=== Cosa fare ===
1. Secondo l'estratto, per quale sito è stato scritto l'articolo?
2. Ricopia dall'estratto il tratto che va da "E’ lecito concepire" fino a "tutt’altro che risolto.".

=== Estratto ===

※ ※ ※

Il seguente articolo è stato scritto per il sito de Il Superuovo


E’ lecito concepire l’animale come simile a noi e, pertanto, riconoscerlo come portatore di diritti oggettivi e inalienabili? Un breve excursus tra alcuni dei principali pensatori considerati negli ambienti animalisti può aiutare a capire quanto il problema della questione animale (qual è l’atteggiamento corretto che l’uomo deve assumere nei confronti degli “animali non uomini”?) sia complesso e tutt’altro che risolto.

※ ※ ※

=== Dati forniti ===
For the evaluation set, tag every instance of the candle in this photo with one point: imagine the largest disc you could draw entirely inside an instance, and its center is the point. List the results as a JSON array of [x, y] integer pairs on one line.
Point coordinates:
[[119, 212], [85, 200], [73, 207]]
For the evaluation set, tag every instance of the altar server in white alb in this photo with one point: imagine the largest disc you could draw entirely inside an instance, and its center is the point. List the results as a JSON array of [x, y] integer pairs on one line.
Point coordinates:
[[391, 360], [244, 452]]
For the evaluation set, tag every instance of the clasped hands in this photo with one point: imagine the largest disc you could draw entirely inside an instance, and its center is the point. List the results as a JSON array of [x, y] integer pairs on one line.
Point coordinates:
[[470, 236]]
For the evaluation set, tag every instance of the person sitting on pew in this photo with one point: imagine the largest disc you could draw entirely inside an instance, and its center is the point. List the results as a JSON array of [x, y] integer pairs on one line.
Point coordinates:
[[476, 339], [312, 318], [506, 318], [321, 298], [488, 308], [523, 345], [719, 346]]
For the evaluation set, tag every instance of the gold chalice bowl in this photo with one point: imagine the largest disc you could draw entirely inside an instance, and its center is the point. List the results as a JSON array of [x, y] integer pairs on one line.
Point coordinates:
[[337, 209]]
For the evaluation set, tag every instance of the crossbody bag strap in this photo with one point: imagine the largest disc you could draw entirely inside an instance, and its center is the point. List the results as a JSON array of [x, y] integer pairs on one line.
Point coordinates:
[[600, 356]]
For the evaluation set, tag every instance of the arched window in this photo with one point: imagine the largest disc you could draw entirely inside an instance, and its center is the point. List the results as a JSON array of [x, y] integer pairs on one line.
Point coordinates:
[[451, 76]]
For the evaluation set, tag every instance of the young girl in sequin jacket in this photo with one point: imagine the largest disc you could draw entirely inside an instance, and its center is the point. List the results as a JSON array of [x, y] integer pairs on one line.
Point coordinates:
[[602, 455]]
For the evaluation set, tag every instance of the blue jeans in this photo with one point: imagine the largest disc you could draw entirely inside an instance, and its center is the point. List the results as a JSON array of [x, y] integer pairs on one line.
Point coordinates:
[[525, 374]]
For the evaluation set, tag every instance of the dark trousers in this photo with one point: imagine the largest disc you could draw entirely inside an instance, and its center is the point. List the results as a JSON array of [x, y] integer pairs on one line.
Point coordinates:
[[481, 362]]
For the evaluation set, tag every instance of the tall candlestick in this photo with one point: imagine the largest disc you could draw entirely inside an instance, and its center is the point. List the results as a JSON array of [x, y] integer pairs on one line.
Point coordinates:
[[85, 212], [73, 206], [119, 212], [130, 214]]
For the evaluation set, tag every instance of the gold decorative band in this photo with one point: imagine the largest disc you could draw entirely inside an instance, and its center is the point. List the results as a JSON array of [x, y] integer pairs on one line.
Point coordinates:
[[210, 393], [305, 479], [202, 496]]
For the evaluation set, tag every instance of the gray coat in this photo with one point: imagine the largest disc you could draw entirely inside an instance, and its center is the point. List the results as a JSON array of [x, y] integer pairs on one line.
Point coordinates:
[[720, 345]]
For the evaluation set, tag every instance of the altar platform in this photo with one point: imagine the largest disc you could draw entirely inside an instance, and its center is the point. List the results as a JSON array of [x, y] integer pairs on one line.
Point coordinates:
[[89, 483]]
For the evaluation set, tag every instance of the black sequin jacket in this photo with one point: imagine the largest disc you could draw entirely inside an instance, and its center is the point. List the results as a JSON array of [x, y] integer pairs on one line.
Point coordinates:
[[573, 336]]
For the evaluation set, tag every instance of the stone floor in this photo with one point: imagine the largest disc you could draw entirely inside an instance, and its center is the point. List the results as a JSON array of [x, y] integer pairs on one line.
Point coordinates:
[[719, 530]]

※ ※ ※

=== Risposte ai compiti ===
1. Per il sito de Il Superuovo.

2.
E’ lecito concepire l’animale come simile a noi e, pertanto, riconoscerlo come portatore di diritti oggettivi e inalienabili? Un breve excursus tra alcuni dei principali pensatori considerati negli ambienti animalisti può aiutare a capire quanto il problema della questione animale (qual è l’atteggiamento corretto che l’uomo deve assumere nei confronti degli “animali non uomini”?) sia complesso e tutt’altro che risolto.